Aim
Write out each line beneath this one exactly as it reads.

══ Extracted material ══

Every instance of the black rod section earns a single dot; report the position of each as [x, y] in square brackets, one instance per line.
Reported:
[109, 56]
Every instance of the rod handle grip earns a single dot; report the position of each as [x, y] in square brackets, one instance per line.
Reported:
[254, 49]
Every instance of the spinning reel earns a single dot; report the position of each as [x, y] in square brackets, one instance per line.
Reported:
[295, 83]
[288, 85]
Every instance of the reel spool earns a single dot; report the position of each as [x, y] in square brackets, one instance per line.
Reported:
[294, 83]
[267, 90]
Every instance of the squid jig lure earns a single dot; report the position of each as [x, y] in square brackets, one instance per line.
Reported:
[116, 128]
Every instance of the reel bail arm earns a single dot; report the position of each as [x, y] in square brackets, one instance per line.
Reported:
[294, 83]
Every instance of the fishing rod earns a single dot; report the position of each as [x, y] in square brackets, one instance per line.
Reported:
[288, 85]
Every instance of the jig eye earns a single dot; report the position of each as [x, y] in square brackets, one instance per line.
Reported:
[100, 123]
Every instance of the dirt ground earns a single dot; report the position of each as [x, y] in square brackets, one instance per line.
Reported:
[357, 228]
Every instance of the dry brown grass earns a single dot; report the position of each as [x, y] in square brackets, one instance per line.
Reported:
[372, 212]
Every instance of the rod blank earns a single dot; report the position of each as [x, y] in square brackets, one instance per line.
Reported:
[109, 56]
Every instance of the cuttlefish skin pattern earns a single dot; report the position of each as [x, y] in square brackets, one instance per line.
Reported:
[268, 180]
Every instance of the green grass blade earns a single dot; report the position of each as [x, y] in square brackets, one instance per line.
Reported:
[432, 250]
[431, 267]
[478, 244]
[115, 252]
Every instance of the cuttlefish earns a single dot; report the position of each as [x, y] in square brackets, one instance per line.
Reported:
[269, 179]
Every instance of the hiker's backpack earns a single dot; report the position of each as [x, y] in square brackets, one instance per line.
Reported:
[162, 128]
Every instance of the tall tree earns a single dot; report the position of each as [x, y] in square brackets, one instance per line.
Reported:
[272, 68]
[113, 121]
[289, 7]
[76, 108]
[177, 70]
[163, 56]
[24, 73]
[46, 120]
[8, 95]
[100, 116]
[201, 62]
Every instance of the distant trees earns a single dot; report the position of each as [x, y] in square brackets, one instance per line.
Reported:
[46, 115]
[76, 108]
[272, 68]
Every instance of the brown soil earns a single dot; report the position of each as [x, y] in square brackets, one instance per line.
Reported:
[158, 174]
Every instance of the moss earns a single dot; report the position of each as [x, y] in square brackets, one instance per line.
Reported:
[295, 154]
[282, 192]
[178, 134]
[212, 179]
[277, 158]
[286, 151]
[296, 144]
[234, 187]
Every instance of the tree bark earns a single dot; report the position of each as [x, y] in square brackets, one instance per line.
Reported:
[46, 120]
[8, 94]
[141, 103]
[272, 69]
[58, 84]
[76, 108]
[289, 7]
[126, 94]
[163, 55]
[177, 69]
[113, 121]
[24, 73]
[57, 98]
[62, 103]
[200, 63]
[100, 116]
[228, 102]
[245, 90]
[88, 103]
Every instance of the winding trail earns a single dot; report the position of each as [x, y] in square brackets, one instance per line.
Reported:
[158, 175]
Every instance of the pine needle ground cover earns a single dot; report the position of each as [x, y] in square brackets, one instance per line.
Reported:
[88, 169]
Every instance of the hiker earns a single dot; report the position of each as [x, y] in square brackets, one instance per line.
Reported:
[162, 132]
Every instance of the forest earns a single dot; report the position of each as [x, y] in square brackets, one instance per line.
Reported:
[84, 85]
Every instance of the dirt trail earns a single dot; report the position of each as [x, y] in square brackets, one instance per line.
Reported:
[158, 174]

═══

Written answer
Every instance of the black rod section earns a single dot; report the position of each as [x, y] in square brackets, one instance per line.
Reported:
[109, 56]
Every instance of the rod handle grip earns a single dot; report the position of each as [x, y] in square brackets, one instance per line.
Reported:
[254, 49]
Every instance of the spinning reel earns a single dot; report the position of each as [x, y] in square brackets, one instance per line.
Reported:
[295, 83]
[288, 85]
Every instance of the reel spool earns a single dot; report the position of each as [x, y] in square brackets, one instance per line.
Reported:
[294, 83]
[267, 90]
Every instance of the squid jig lure earns a single dot; report the position of each as [x, y] in square brackets, one instance per line.
Reported:
[116, 128]
Every instance of the reel bail arm earns a single dot; report the position of each as [x, y] in square brackets, one instance per line.
Reported:
[294, 83]
Every instance of the fishing rod earns a single dot; report the position of each as [x, y] in square brackets, one instance per line.
Reported:
[288, 85]
Every instance of the jig eye earns a single dot; report the position of each as [x, y] in square brackets, one instance per line.
Reported:
[100, 123]
Every instance of the dirt ground earns a single dot; report the position of each as [x, y] in square brackets, one instance per line.
Reported:
[357, 228]
Every instance of the dry brown grass earns a single dot; report the position of each as [x, y] in square brackets, one instance per line.
Reported:
[372, 212]
Every instance of the rod blank earns a single dot; report the position of each as [x, y] in square brackets, one instance per line.
Reported:
[109, 56]
Every instance of the cuttlefish skin pattern earns a single dot; report the position of each as [x, y] in square brackets, one instance per line.
Reported:
[268, 180]
Every instance of the green grass blade earns a single dot; report the position of each as [x, y] in square brackets, one instance per line.
Reported:
[432, 250]
[431, 267]
[478, 244]
[115, 252]
Every instance of the cuttlefish earns a single dot; report the position of each as [x, y] in square brackets, one instance per line.
Reported:
[269, 179]
Every instance of the hiker's backpack earns a single dot; report the position of each as [x, y] in square brackets, one instance per line.
Reported:
[162, 128]
Every instance of the tall tree earns a single dot; report the position of each as [x, y] in square brackets, one instance per line.
Reported:
[272, 68]
[113, 121]
[289, 7]
[76, 108]
[177, 70]
[163, 56]
[24, 73]
[46, 120]
[8, 95]
[100, 116]
[201, 62]
Every instance of the distant trees earns a single dot; report the position of each as [x, y] in square brackets, one instance per line.
Reported:
[46, 115]
[76, 108]
[272, 68]
Every instance of the brown soil earns a single dot; report the position of each as [x, y] in square brackets, one instance per line.
Reported:
[158, 174]
Every instance of the moss earns a single dot; report the position of each as [x, y] in square brackets, one instance per line.
Reported:
[295, 154]
[282, 192]
[178, 134]
[212, 179]
[277, 158]
[286, 151]
[296, 144]
[234, 187]
Every instance of the tree bark earns a single dot; report the position of each as [x, y] in square brackets, one instance per line.
Reported:
[46, 120]
[8, 94]
[141, 103]
[272, 69]
[58, 84]
[76, 108]
[289, 7]
[126, 94]
[163, 55]
[177, 69]
[113, 121]
[24, 73]
[57, 98]
[62, 103]
[200, 63]
[100, 116]
[228, 102]
[245, 90]
[88, 103]
Every instance of the winding trail earns a single dot; report the position of each as [x, y] in square brackets, one instance per line.
Reported:
[158, 175]
Every instance of the pine needle ground cover earns a single dot; report the position of each as [x, y] in square brackets, one instance per line.
Reported:
[88, 169]
Every instance of the hiker earns a single dot; report the position of each as [x, y] in square brackets, one instance per line.
Reported:
[162, 132]
Every instance of the forest earns a single dot; report the position of each as [x, y] in square brackets, one instance per line.
Reported:
[84, 85]
Every instance of the dirt trail earns a single dot; report the position of each as [x, y] in square brackets, one instance per line.
Reported:
[158, 174]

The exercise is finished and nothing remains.